From the beginning I was convinced the entire Clinton scenario for Haiti was crafted by Sid Perelman, who used to write the best of the Marx Brothers movies.

And I was inquiring of myself not what Bill might have smoked at Oxford but what did he learn?

A couple of days before we flew Jimmy Carter down there to negotiate an 11th hour settlement, the reporters were called in by the White House press office and shown all these gruesome photos of alleged victims of General Cedras and his merry men, people who'd been tortured, some whose limbs had been removed, others who'd been disemboweled.

The President himself said these atrocities were the work of the worst despot in the Hemisphere.

The next morning the lead story (the very lead!) on the front page of The New York Times said we were ready to cut a deal by which Cedras and accomplices would be relocated, and safely so, at some place outside Haiti if only they would peacefully give up power. One day we are being told this guy is Attila and the next we are contacting real estate agents in the South of France.

"Nice little place at Cap d'Antibes, General? Oh, it doesn't have a pool? Oh, dear."

You can't have it both ways. The guy was and is a murderous thug or he's a jolly good chap and we'll help him with his Louis Vuitton luggage if he just goes away.

As silly as the White House was sounding in those final hours before Mr. Carter, General Powell and Senator Nunn worked their charms, Ross Perot proved for once and for all what a whack job he's turned into. Which may be the only positive fallout from this whole vaudeville show.

In a speech in Denver (reported in the Times which said AP reported similar remarks in another talk in St. Louis), Mr. Perot said he was opposed to the Haitian adventure. Which is fine. He said it was all part of a "rotten" plan by Clinton to boost his sagging image prior to the fall elections. That's OK, too. Fair comment. But then ol' Ross wigged out, and this is quoting the Times:

"If the President decided to use military force, the military should use saturation bombing for several days before sending the troops ashore. He [Perot] conceded this would destroy the tiny Caribbean nation."

Clearly, Ross has now moved into a category in which Dr. Strangelove seems sane.

Instruction 1: Show each line of the records that contains the word "column".

Source records:
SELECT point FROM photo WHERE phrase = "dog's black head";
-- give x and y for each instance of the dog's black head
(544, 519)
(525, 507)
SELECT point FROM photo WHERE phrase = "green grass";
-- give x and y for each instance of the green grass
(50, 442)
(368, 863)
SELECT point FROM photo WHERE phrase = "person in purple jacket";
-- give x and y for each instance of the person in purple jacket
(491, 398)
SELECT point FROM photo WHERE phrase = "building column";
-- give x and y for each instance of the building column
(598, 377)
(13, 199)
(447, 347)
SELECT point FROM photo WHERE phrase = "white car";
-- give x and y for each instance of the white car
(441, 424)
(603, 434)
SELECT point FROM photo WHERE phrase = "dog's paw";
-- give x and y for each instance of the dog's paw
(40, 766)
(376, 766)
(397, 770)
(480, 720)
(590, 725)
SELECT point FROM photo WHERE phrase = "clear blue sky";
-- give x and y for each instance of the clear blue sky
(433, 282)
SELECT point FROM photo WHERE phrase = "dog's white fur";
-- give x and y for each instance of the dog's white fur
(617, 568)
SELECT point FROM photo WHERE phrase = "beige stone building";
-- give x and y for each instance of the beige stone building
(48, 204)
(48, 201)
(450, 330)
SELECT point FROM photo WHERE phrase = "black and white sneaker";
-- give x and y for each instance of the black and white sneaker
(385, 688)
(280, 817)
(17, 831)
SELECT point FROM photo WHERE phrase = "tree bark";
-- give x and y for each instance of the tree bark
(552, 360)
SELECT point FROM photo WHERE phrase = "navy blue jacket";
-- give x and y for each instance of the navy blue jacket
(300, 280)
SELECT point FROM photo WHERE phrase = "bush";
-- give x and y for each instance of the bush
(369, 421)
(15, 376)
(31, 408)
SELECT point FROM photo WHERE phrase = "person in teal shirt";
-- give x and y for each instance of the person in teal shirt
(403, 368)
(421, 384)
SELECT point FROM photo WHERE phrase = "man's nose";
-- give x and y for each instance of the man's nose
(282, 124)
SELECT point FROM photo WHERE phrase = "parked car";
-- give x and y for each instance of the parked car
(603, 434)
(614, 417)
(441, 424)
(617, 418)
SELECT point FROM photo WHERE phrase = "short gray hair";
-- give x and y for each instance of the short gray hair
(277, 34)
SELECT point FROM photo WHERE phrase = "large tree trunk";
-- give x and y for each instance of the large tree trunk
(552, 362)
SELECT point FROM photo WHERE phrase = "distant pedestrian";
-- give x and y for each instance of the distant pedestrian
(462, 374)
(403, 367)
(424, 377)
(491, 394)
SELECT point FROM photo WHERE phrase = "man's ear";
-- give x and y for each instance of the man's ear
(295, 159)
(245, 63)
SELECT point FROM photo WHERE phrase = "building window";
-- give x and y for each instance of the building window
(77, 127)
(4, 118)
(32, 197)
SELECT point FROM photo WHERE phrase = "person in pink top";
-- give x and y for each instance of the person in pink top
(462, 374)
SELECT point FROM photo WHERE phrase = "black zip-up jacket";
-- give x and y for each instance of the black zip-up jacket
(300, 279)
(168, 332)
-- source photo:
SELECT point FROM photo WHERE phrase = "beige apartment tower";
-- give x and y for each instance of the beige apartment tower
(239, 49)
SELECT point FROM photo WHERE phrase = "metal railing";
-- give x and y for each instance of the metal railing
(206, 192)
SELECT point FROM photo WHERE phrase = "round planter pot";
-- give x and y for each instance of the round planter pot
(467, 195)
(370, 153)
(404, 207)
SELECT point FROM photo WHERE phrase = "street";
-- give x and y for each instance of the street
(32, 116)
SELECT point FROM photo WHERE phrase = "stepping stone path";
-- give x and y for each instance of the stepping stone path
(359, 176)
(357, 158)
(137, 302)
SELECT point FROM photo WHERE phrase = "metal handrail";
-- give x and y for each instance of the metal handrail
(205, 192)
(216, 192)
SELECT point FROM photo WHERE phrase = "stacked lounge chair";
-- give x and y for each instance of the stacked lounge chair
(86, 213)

Instruction 2: Take the commentary on the Haiti crisis further, starting after its final sentence.

Output 1:
SELECT point FROM photo WHERE phrase = "building column";
-- give x and y for each instance of the building column

Output 2:
Meanwhile, getting ready to throw us back into the sea was the Haitian army. They had no tanks but had six armored personnel carriers, several of which were running. There were six or seven cannons and the last time they used them on a ceremonial occasion, some of them worked. The Haitian Air Force consisted of some choppers and two propeller planes, one of which could fly.

Against them Mr. Clinton had arrayed what he insists on calling a "multinational force." This is made up of 20,000 Yanks and 266 others. The others, from a total of 24 other countries, our brothers-in-Christ in their concern for Haiti, are made up of several Bermuda policemen, a Boy Scout troop from Trinidad, a couple trolley conductors from Belize, and some ladies making coffee and handing out doughnuts.

Eisenhower, standing at the Channel's edge the dawn of D-Day, peering off toward Normandy, could not have presided over a grander force.

Then word came from the Cedras headquarters. According to voodoo priests and other senior advisers, "six battalions of zombies" had been raised, and would fall upon the multinational invaders.

By night, of course. The zombies pass their days asleep in coffins.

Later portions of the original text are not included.